• **What to work on**: Rewrite every line of the rows below as a JSON list of strings, one string per line, leaving out any blank lines.

━━━━━ Record extracts ━━━━━

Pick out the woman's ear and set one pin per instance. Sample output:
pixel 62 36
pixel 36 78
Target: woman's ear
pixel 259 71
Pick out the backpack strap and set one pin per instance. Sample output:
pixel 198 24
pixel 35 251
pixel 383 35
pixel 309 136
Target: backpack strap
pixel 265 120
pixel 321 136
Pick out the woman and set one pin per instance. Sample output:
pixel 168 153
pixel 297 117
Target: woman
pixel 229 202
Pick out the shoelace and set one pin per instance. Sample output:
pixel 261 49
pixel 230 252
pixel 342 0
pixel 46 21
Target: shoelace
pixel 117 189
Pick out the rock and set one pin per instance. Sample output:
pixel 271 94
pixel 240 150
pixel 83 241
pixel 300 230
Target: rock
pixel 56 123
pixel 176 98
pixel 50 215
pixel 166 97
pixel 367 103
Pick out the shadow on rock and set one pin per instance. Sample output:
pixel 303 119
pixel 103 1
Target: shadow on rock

━━━━━

• **Response to this task**:
[
  "Pick out the woman's ear and set one pin per instance. Sample output:",
  "pixel 62 36",
  "pixel 36 78",
  "Target: woman's ear",
  "pixel 259 71",
  "Pick out the backpack strap and set one pin per instance. Sample output:",
  "pixel 198 24",
  "pixel 35 251",
  "pixel 383 35",
  "pixel 309 136",
  "Target: backpack strap",
  "pixel 265 120",
  "pixel 321 136",
  "Pick out the woman and set one pin per instance. Sample output:",
  "pixel 168 153",
  "pixel 297 117",
  "Target: woman",
  "pixel 229 202",
  "Pick out the shoelace and set one pin per instance. Sample output:",
  "pixel 261 49",
  "pixel 230 252",
  "pixel 342 0",
  "pixel 46 21",
  "Target: shoelace",
  "pixel 117 189",
  "Pick out the rock and set one pin per instance. Sample output:",
  "pixel 271 94",
  "pixel 240 150",
  "pixel 83 241",
  "pixel 300 230",
  "Target: rock",
  "pixel 56 123",
  "pixel 176 98",
  "pixel 50 215",
  "pixel 166 97",
  "pixel 367 103",
  "Pick out the shadow on rock and set one pin per instance. Sample output:",
  "pixel 303 119",
  "pixel 103 1",
  "Target: shadow on rock"
]